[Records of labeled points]
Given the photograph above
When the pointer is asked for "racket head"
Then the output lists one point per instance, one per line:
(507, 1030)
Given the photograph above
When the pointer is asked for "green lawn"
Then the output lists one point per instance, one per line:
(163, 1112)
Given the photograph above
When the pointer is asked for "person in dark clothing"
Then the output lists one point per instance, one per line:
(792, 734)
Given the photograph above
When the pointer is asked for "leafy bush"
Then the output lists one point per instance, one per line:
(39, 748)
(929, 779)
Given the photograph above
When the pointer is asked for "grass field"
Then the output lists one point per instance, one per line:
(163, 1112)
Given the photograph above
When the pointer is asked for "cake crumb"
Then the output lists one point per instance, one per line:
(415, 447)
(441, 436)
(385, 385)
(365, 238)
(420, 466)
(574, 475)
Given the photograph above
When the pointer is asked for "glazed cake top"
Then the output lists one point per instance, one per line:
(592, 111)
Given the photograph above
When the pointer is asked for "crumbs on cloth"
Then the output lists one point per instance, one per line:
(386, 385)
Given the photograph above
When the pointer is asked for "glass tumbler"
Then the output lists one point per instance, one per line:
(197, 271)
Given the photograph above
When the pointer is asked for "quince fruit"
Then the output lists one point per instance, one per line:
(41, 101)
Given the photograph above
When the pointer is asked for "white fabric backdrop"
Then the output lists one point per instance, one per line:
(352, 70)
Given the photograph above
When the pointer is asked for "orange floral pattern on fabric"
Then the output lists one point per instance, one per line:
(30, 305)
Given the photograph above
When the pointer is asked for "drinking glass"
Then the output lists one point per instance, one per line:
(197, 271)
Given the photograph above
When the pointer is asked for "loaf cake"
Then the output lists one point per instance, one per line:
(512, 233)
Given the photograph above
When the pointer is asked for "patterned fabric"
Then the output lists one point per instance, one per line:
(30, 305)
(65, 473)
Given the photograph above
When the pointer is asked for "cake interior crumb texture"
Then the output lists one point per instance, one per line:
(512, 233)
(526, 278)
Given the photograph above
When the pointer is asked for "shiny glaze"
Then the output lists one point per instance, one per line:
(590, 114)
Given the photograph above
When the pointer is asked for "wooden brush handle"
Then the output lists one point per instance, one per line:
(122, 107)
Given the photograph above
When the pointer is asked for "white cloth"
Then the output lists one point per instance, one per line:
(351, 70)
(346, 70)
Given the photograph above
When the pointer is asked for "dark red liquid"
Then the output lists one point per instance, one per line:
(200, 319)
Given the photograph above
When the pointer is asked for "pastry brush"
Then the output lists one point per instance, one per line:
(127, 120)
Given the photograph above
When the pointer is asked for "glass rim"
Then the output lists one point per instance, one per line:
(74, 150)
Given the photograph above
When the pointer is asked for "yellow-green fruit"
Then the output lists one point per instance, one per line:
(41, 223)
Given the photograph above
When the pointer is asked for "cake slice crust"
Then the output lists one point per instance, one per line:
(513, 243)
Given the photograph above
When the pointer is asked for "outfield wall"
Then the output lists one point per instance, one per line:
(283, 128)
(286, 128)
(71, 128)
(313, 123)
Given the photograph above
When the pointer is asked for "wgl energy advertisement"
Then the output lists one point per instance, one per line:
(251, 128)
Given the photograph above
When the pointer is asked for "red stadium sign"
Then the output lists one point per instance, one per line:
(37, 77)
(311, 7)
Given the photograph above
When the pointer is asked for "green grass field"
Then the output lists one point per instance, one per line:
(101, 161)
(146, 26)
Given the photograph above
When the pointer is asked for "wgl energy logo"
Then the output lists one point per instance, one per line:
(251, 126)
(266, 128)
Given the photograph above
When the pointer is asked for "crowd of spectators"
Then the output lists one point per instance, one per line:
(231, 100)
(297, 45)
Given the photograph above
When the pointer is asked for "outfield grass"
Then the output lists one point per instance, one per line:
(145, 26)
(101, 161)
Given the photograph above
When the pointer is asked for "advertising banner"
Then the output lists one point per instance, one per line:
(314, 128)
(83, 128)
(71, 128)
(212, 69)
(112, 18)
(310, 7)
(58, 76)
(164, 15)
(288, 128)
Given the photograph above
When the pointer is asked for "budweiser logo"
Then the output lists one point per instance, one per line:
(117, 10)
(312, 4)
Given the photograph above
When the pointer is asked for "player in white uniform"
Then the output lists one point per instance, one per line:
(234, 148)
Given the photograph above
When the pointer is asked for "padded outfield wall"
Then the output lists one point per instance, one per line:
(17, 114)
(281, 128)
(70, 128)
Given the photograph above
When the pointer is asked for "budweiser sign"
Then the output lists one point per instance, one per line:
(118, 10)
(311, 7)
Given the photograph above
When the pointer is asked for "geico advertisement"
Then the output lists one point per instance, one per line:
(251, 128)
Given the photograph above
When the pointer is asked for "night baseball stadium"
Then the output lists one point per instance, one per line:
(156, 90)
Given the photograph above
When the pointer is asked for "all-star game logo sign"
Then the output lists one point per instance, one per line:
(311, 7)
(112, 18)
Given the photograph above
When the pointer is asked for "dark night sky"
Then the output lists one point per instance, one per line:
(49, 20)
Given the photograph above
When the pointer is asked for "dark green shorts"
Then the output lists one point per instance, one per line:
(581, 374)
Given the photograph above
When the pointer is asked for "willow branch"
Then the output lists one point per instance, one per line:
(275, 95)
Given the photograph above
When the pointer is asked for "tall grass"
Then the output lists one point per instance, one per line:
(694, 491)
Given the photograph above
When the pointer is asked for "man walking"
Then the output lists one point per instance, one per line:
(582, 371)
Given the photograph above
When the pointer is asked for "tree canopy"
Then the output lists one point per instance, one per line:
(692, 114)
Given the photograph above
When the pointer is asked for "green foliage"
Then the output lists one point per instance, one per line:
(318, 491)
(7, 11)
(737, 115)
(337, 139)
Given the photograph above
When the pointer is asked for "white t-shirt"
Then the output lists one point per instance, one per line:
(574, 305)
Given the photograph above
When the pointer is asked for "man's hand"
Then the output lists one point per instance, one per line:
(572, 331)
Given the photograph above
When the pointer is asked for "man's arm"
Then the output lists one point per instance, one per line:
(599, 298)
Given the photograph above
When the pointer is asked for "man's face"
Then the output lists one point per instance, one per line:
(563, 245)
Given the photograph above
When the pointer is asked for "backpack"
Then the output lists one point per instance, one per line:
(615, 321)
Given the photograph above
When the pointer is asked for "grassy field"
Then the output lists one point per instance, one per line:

Task: Please give only the number of lines in the records above that contain the string "cake", counting case.

Output of the task: 5